Exercise directions:
Please repeat the lines between the line containing "task: provide the outline of the waving" and the line containing "[[[0,169],[256,169],[255,111],[32,112],[0,111]]]", inclusive. Leave the pictures out of your answer.

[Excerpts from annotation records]
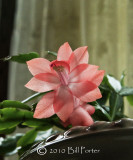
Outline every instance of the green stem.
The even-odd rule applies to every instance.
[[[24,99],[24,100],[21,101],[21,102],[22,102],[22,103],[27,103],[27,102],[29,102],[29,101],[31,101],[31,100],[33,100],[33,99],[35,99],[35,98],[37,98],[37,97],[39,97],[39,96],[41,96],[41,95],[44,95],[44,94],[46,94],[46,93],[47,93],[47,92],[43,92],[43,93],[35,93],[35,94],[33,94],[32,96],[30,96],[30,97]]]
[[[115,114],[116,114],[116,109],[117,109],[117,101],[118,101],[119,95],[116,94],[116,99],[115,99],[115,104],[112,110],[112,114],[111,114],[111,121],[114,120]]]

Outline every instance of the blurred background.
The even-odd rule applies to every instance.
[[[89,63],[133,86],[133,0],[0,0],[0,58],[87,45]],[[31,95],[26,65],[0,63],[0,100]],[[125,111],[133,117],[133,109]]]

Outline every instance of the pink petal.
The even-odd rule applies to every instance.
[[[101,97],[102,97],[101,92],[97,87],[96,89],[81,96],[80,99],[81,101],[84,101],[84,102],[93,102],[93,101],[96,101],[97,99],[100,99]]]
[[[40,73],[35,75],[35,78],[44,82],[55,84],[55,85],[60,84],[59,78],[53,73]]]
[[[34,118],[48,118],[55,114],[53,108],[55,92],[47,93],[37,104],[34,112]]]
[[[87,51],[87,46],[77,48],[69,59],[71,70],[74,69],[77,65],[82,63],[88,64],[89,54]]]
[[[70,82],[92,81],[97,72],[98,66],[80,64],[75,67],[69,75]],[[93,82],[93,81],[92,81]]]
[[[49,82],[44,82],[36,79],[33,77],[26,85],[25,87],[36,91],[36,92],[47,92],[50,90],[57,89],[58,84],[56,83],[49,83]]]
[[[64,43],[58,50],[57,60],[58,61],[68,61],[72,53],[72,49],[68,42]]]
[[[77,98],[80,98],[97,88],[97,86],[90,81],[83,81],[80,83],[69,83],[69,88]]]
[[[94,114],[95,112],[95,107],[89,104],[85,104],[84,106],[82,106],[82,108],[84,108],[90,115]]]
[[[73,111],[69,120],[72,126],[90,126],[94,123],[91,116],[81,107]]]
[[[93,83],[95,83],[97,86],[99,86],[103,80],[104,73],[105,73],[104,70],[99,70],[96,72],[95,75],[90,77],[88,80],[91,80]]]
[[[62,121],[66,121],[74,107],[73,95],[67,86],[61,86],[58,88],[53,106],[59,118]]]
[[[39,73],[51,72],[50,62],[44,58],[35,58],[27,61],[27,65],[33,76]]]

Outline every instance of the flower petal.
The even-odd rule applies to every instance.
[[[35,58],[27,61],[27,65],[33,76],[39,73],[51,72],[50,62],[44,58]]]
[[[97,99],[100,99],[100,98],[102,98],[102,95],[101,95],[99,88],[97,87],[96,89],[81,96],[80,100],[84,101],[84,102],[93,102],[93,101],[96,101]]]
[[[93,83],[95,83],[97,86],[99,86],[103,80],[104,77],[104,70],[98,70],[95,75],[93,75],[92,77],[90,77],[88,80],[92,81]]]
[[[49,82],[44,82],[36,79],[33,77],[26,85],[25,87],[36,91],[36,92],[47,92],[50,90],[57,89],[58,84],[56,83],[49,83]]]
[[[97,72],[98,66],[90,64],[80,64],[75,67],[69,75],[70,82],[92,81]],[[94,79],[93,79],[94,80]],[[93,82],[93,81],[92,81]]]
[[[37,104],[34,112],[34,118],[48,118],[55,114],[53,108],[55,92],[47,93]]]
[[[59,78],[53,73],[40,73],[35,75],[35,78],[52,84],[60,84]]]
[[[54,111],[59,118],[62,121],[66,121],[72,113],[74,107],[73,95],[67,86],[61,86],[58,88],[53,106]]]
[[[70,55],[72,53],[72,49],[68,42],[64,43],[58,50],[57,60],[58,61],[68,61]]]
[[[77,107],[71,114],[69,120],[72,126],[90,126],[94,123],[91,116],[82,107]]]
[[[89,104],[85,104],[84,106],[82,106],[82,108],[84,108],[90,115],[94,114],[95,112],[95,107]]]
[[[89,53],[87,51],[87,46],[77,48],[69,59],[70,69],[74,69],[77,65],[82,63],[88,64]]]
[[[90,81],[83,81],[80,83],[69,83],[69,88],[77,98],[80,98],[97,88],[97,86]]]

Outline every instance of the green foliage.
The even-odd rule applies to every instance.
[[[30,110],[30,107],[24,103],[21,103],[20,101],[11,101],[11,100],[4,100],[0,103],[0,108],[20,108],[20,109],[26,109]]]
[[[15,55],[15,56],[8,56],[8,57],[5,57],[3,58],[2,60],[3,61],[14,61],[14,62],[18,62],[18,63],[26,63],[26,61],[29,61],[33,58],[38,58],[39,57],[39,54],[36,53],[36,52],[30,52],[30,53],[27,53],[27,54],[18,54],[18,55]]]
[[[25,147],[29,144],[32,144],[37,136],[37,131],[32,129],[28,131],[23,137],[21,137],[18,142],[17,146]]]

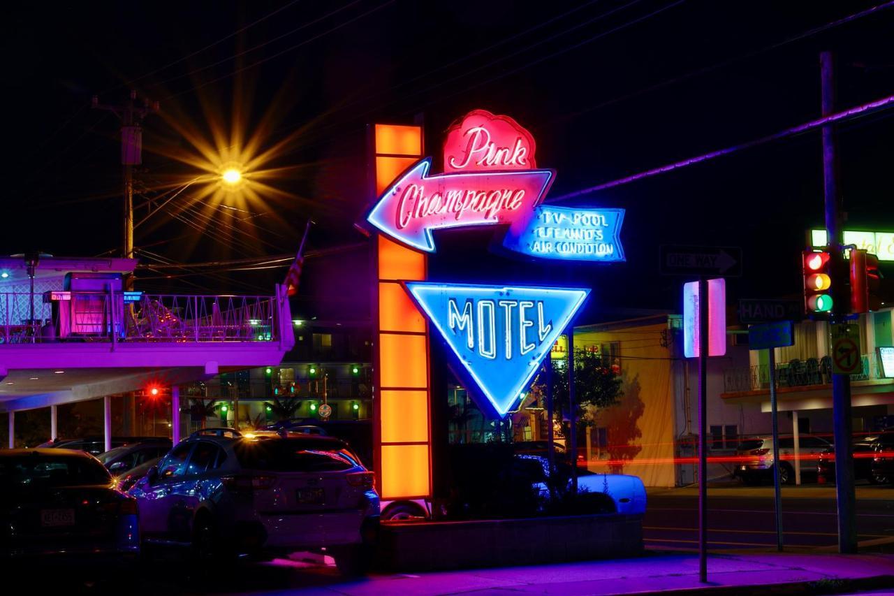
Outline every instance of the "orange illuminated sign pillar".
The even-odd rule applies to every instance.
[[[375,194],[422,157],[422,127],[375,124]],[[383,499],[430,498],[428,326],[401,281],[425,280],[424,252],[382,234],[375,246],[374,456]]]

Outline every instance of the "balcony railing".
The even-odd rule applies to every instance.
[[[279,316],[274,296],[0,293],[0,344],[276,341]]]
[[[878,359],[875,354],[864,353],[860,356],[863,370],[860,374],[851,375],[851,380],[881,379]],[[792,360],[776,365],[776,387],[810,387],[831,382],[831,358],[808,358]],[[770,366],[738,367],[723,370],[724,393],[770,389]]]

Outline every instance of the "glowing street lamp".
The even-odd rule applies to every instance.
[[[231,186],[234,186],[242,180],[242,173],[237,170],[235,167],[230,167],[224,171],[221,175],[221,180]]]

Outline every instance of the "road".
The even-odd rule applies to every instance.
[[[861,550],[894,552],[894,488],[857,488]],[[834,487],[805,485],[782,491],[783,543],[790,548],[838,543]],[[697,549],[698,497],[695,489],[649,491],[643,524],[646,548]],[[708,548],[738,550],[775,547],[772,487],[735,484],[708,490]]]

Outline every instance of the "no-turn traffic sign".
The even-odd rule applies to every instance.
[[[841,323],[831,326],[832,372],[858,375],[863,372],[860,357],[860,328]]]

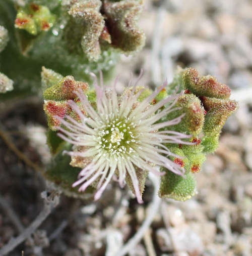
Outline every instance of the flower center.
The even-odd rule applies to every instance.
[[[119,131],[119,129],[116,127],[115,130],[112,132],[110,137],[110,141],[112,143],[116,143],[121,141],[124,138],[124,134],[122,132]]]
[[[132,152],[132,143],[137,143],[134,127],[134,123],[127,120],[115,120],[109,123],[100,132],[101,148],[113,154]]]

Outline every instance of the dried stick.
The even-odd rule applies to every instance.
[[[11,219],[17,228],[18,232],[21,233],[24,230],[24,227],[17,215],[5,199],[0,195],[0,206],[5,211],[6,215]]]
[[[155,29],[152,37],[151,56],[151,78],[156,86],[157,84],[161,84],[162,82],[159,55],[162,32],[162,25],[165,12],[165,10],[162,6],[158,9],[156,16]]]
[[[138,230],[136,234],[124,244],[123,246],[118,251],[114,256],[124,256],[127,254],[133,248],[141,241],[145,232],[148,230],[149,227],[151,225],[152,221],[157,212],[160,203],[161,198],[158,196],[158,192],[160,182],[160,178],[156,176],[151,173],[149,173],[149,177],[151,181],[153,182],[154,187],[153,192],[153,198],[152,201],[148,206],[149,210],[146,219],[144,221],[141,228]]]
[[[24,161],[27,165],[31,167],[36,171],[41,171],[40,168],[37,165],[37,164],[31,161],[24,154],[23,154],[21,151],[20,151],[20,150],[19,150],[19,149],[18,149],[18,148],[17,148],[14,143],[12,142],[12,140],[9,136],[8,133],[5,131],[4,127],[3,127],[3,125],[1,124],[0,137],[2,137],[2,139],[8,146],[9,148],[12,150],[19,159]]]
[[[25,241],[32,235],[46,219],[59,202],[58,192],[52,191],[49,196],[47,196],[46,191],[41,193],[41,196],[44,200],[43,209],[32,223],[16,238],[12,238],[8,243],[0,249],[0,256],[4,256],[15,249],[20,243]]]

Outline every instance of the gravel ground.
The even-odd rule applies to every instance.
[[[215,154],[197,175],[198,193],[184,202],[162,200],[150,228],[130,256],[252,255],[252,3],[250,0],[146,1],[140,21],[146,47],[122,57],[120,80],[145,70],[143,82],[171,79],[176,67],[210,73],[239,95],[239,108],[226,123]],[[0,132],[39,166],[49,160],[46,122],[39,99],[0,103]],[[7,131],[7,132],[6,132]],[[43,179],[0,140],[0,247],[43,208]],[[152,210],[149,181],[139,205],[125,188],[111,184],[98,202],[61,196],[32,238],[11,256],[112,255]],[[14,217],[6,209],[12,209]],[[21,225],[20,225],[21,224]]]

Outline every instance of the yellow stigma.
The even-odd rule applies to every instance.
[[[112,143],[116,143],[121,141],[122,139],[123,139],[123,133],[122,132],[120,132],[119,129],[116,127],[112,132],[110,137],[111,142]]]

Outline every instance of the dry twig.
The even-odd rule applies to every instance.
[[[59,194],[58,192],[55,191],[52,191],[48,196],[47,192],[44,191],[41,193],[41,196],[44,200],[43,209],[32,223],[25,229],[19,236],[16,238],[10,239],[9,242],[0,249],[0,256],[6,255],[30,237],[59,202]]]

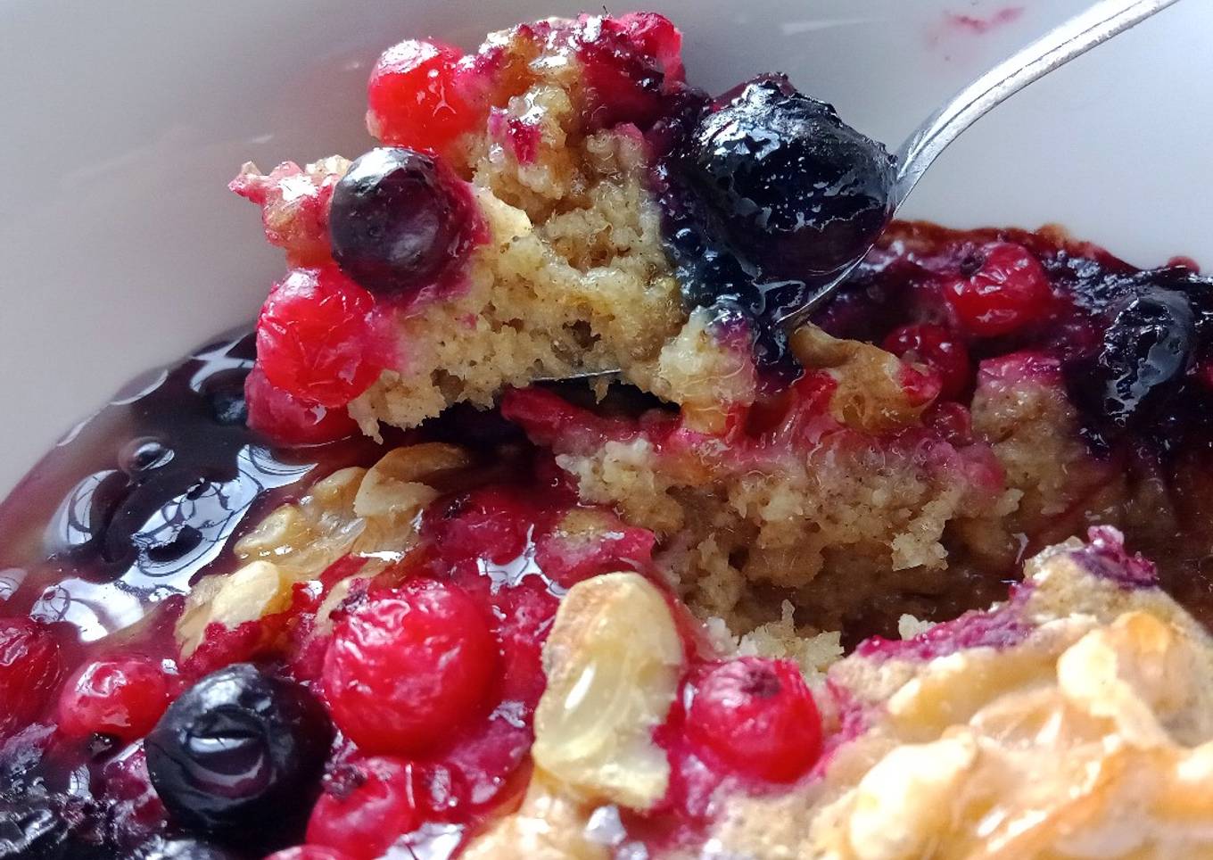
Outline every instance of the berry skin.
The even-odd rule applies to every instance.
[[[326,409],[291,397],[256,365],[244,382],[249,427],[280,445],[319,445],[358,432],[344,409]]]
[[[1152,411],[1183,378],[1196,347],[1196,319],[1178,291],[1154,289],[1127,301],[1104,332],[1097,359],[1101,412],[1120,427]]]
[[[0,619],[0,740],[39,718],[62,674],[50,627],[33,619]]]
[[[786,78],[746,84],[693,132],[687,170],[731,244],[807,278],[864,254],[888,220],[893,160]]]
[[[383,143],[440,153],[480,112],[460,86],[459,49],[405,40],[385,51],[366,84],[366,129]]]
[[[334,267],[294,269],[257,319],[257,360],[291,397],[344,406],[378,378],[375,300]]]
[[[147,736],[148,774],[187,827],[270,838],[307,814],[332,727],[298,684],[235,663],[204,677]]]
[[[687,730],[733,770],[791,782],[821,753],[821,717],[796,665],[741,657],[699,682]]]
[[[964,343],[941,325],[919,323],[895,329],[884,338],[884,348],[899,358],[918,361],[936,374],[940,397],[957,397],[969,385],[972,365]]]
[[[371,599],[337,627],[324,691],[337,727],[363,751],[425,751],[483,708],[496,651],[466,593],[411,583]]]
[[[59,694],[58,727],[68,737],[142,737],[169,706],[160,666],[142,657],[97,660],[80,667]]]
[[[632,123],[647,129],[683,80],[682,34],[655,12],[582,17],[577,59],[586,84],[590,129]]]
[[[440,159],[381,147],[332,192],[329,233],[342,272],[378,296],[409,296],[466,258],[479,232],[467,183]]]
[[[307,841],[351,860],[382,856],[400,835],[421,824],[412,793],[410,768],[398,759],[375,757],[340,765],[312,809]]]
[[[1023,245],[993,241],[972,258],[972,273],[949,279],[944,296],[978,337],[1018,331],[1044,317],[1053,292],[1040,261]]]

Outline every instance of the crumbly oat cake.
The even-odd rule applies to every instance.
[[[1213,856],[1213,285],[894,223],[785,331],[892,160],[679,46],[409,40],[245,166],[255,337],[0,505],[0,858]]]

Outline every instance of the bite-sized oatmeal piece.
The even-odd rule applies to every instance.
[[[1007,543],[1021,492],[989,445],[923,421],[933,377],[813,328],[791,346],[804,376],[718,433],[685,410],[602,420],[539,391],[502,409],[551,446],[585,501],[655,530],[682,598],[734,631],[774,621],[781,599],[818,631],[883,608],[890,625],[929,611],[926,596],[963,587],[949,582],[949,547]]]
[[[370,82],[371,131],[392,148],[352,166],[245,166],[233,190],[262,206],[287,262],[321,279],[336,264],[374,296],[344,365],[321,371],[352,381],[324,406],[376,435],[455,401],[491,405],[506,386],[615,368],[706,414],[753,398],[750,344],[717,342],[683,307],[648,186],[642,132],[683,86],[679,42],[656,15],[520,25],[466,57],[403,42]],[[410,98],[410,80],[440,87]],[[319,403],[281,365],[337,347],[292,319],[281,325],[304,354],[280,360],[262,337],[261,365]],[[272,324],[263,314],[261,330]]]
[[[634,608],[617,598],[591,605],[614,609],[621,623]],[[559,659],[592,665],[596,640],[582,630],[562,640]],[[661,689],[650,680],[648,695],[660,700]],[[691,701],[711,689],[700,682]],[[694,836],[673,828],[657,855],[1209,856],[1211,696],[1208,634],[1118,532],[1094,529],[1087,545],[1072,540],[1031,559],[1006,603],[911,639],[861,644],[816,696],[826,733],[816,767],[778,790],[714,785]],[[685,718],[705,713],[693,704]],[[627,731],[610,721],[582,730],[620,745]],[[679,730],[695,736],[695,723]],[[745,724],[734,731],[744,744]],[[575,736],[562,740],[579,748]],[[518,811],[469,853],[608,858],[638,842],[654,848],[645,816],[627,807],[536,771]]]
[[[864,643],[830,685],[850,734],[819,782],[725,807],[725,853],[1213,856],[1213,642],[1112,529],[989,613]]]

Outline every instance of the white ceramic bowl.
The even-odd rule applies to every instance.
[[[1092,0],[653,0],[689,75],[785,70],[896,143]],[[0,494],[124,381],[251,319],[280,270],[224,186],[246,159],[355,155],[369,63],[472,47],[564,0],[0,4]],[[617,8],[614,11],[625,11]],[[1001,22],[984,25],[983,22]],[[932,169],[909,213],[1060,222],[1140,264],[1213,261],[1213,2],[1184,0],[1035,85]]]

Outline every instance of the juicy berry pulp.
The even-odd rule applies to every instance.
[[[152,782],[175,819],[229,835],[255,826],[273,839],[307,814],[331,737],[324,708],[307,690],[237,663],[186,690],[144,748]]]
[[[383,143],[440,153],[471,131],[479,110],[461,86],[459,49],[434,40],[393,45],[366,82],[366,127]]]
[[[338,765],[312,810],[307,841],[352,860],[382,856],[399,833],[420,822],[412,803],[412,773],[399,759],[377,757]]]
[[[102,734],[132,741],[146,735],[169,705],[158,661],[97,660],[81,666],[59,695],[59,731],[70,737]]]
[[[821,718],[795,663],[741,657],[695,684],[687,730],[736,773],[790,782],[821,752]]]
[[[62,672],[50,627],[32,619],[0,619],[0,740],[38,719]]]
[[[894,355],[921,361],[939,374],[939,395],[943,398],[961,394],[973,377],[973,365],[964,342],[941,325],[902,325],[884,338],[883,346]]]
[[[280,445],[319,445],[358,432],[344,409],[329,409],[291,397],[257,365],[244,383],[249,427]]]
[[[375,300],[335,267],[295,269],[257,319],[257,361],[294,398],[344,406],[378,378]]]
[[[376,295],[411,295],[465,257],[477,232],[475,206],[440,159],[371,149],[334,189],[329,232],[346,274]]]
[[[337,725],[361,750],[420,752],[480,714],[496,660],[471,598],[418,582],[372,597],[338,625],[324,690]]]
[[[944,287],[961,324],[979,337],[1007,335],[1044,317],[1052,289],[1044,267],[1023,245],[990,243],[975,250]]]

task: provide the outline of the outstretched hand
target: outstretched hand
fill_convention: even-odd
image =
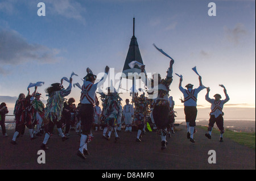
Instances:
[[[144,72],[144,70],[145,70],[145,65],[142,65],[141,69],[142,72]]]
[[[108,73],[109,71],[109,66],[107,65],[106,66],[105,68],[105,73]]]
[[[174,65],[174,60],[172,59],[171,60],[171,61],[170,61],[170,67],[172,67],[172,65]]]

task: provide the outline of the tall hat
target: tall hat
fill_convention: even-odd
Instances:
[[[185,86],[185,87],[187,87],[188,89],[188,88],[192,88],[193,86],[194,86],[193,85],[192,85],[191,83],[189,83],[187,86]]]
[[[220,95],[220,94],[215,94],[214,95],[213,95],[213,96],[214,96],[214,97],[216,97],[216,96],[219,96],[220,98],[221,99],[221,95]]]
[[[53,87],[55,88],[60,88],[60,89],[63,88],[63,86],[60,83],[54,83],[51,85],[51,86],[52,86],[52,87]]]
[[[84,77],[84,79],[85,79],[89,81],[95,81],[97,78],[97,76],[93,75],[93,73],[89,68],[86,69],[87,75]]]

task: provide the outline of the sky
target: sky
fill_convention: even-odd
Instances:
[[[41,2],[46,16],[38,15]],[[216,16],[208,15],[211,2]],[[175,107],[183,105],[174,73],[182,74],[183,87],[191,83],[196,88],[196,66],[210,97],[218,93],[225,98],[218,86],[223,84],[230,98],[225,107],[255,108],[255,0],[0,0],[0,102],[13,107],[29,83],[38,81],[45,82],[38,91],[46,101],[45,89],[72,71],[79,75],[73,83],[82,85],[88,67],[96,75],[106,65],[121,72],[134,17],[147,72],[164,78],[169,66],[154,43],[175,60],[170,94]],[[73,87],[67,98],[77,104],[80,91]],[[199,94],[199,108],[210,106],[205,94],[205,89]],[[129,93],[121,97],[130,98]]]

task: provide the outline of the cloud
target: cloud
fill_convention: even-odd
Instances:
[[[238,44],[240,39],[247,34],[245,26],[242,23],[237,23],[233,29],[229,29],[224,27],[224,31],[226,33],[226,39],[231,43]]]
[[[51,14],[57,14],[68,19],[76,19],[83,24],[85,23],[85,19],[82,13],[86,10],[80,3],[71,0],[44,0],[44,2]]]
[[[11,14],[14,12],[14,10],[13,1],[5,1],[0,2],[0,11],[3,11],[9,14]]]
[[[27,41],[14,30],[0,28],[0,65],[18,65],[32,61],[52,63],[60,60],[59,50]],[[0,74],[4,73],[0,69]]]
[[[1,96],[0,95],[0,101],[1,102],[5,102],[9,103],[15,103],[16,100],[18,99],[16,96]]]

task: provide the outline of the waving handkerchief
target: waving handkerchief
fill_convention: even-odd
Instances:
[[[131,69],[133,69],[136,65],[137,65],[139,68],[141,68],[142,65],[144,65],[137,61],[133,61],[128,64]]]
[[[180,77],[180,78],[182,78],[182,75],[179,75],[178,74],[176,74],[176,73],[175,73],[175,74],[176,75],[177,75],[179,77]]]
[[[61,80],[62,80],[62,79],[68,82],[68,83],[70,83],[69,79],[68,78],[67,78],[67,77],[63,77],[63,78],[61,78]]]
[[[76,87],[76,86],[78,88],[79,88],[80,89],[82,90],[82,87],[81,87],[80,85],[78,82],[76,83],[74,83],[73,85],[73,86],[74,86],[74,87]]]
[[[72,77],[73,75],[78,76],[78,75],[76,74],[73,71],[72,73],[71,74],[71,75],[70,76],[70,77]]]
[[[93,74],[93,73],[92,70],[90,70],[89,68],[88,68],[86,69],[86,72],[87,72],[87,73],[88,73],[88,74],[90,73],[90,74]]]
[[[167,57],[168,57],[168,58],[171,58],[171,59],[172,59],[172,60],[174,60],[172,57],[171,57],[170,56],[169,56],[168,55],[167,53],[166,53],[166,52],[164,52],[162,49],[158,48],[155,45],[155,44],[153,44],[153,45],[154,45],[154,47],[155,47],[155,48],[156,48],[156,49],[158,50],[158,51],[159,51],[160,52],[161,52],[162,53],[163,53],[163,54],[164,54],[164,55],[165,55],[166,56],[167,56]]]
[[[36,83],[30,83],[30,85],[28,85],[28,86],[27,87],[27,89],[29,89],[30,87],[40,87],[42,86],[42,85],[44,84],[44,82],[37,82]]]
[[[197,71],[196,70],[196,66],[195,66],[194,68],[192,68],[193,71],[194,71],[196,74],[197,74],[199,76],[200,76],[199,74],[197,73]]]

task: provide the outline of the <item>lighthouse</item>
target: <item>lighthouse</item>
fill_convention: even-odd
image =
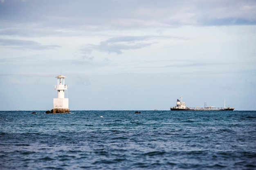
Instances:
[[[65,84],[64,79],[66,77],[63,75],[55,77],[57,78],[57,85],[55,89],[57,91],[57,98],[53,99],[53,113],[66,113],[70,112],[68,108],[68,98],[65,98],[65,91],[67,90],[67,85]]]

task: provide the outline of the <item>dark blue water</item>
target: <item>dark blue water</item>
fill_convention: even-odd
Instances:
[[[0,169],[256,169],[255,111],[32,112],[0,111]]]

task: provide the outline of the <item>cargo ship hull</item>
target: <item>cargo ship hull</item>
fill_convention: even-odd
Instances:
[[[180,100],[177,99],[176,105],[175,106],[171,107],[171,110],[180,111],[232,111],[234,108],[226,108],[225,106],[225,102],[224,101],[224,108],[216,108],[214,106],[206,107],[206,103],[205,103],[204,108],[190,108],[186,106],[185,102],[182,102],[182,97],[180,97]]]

Finished exercise:
task: provide the outline of the waving handkerchief
target: waving handkerchief
fill_convention: even-odd
Instances:
[[[131,69],[133,69],[136,65],[137,65],[139,68],[141,68],[142,65],[144,65],[137,61],[133,61],[128,64]]]
[[[180,77],[180,78],[182,78],[182,75],[179,75],[178,74],[176,74],[176,73],[175,73],[175,74],[176,75],[177,75],[179,77]]]
[[[61,80],[62,80],[62,79],[68,82],[68,83],[70,83],[69,79],[68,78],[67,78],[67,77],[63,77],[63,78],[61,78]]]
[[[76,87],[76,86],[78,88],[79,88],[80,89],[82,90],[82,87],[81,87],[80,85],[78,82],[76,83],[74,83],[73,85],[73,86],[74,86],[74,87]]]
[[[72,77],[73,75],[78,76],[78,75],[76,74],[73,71],[72,73],[71,74],[71,75],[70,76],[70,77]]]
[[[93,74],[93,73],[92,70],[90,70],[89,68],[88,68],[86,69],[86,72],[87,72],[87,73],[88,73],[88,74],[90,73],[90,74]]]
[[[167,57],[168,57],[168,58],[171,58],[171,59],[172,59],[172,60],[174,60],[172,57],[171,57],[170,56],[169,56],[168,55],[167,53],[166,53],[166,52],[164,52],[162,49],[158,48],[155,45],[155,44],[153,44],[153,45],[154,45],[154,47],[155,47],[155,48],[156,48],[156,49],[158,50],[158,51],[159,51],[160,52],[161,52],[162,53],[163,53],[163,54],[164,54],[164,55],[165,55],[166,56],[167,56]]]
[[[36,83],[30,83],[30,85],[28,85],[28,86],[27,87],[27,89],[29,89],[30,87],[40,87],[42,86],[42,85],[44,84],[44,82],[37,82]]]
[[[197,71],[196,70],[196,66],[195,66],[194,68],[192,68],[193,71],[194,71],[196,74],[197,74],[199,76],[200,76],[199,74],[197,73]]]

task: provide the outline of the <item>lighthouse</item>
target: <item>lighthouse</item>
fill_convention: even-odd
image =
Instances:
[[[65,84],[64,79],[66,77],[63,75],[55,77],[57,78],[57,85],[55,89],[57,91],[57,98],[53,99],[53,113],[66,113],[70,112],[68,108],[68,98],[65,98],[65,91],[67,90],[67,85]]]

task: provide the outline of the <item>dark blue water</item>
target: <item>dark blue water</item>
fill_convention: even-odd
Instances:
[[[0,169],[256,169],[255,111],[32,112],[0,111]]]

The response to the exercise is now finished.